- Provided text:
begin

With every user having their own repository, and the possibility of connecting to multiple remote repositories to share code, incremental revision numbers would not be sufficient for Git. There is no guarantee that any specific user would pull any specific commit into their local repository. Instead of an incremental revision number, Git uses a Secure Hash Algorithm (SHA1) to create a unique identifier for each commit.

The ID of an individual commit is a series of 40 hexadecimal numbers and characters, creating a unique ID, using the SHA-1 algorithm. Git generates the ID based on the commit content, ancestry, and other data points and Git uses this to verify the integrity of the commit. If the ID does not match what is in the commit, then Git will consider the commit corrupted.

When working with Git commands that need a commit ID, you only need to supply enough of the commit ID to find the commit in question-typically the first 6 to 8 characters of the ID. Figure 7 shows several commit IDs from the most recent commits in a repository, by running the git log command.

![Figure 7: Several commits with 40-character commit IDs.](https://codemag.com/Article/Image/1105101/Figure 7.tiff)

From Metadata and Tree Conflicts to Ancestry

Most Subversion users have run into tree conflicts caused by the metadata that Subversion stores with files and folders. Subversion uses this metadata to keep track of where a revision came from and provides some necessary data for functionality, such as reintegrating a branch automatically. However, the metadata is easily broken when multiple users are working on the same files and folders, and when branching and merging comes into play. The end result is a tree conflict, which many developers simply ignore or revert-making the problem worse.

Git, by contrast, does not need to store any metadata about individual files and folders to know where they come from. Rather, Git stores ancestry inside of the repository itself, connected to individual commits. It’s the ancestry of the commits that gives a Git log the transit-line look, as shown in Figure 6.

end

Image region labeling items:
begin

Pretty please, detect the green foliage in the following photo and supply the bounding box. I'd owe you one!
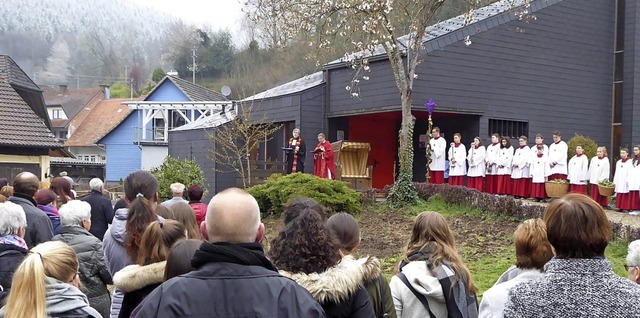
[150,156,207,198]
[151,67,167,84]
[567,135,598,159]
[247,173,362,217]
[109,82,131,98]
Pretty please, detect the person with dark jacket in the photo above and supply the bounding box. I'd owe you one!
[82,178,114,240]
[269,198,380,318]
[53,200,113,317]
[133,188,325,318]
[8,172,53,248]
[0,202,29,304]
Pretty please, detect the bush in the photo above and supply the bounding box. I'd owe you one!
[150,156,207,199]
[247,173,362,217]
[567,135,598,159]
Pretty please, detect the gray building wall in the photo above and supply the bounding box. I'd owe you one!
[328,0,612,144]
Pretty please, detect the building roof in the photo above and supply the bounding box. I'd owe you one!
[43,87,103,127]
[325,0,562,66]
[147,75,228,102]
[243,72,324,101]
[0,77,62,148]
[64,98,133,147]
[0,55,40,91]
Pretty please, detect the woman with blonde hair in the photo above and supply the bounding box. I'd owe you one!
[390,212,478,318]
[480,219,553,318]
[0,242,102,318]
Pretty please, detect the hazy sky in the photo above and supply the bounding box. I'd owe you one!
[129,0,242,42]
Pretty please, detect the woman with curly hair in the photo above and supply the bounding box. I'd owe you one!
[390,212,478,318]
[269,198,379,318]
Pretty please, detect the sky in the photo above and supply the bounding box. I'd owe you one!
[129,0,248,45]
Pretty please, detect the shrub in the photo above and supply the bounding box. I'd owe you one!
[567,135,598,159]
[247,173,362,217]
[150,156,207,198]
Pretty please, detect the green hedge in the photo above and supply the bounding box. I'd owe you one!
[247,173,362,216]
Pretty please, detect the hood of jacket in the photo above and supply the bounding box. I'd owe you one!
[109,208,129,245]
[113,261,167,293]
[279,255,380,304]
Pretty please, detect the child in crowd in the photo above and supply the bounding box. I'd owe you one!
[567,145,589,195]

end

- Goal 1:
According to the passage on Git commit IDs, how much of a commit ID must typically be supplied to Git commands that need one?
- Goal 2:
In the passage on Git commit IDs, restate the paragraph beginning "Most Subversion users have run into" as a short bulleted list that keeps its main facts.
- Goal 3:
Write a continuation of the passage on Git commit IDs, starting after its final sentence.
These items come from a source separate from the passage on Git commit IDs.

- Expected answer 1:
Typically only the first 6 to 8 characters of the ID are needed.

- Expected answer 2:
- Most Subversion users have encountered tree conflicts caused by the metadata Subversion stores with files and folders.
- Subversion uses this metadata to track where a revision came from and to support functions such as automatically reintegrating a branch.
- The metadata breaks easily when multiple users work on the same files and folders and when branching and merging are involved.
- The result is a tree conflict, which many developers ignore or revert, making the problem worse.

- Expected answer 3:
For example, a repository may have two branches-master and dev. If dev was created from master and has commits in it that are not in master, but master has no commits that are not in dev, the two branches will exist on the same timeline, as shown in Figure 8. Performing a merge from dev into master will result in a fast-forward merge as shown in Figure 9. That is, Git will simply move the pointer that represents the head of master up the line to the same point as dev. The end result, shown in Figure 10, is that the two branches are now pointing to the same commit.

![Figure 8: Two branches that have not yet diverged will remain on the same timeline.](https://codemag.com/Article/Image/1105101/Figure 8.tiff)

![Figure 9: A fast-forward merge.](https://codemag.com/Article/Image/1105101/Figure 9.tiff)

![Figure 10: After the fast-forward merge, both branches now point to the same commit.](https://codemag.com/Article/Image/1105101/Figure 10.tiff)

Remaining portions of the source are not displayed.